> **EXERCISE OBJECTIVE**:
Your answer is one number, how many lines in the entries include "Provide".

*** Opening of TASK DATA ***

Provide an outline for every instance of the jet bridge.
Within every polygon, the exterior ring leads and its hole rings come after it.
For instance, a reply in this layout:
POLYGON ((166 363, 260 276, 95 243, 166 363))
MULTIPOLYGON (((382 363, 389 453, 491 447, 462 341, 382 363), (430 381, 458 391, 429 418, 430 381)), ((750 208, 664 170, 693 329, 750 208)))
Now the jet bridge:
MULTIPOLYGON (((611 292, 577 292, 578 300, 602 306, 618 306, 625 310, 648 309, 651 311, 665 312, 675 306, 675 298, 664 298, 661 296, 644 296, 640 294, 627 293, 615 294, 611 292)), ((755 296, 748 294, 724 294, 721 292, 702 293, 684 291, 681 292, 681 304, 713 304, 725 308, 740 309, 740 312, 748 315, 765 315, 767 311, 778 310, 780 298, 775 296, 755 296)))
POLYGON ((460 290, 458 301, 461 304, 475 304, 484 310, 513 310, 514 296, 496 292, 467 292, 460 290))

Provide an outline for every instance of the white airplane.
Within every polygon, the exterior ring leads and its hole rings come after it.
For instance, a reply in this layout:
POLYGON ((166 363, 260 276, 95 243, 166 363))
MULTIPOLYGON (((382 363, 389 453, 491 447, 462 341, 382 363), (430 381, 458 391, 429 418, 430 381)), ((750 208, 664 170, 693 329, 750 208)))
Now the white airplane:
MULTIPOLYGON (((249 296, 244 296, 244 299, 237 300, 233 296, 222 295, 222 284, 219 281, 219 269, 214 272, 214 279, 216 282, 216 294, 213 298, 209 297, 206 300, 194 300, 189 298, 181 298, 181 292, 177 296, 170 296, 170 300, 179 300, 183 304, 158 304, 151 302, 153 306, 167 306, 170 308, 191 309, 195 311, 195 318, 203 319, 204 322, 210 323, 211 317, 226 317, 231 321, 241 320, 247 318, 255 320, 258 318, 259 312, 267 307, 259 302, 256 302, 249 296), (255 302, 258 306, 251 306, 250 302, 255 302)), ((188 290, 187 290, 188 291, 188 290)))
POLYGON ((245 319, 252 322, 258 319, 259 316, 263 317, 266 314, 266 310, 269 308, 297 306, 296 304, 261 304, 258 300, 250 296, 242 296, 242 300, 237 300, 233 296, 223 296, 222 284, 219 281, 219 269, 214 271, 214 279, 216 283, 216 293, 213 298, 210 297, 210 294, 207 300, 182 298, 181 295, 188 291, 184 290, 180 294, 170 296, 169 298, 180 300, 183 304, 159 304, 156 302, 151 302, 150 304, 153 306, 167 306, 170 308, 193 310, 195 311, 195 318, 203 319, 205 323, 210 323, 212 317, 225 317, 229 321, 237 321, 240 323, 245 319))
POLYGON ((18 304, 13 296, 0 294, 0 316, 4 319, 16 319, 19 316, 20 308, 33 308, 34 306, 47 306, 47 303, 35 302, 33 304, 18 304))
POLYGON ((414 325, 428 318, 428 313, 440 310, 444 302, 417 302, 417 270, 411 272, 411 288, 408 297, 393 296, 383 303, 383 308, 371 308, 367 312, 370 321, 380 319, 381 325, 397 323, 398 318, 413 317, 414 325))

*** Close of TASK DATA ***

> **EXERCISE RESULT**:
2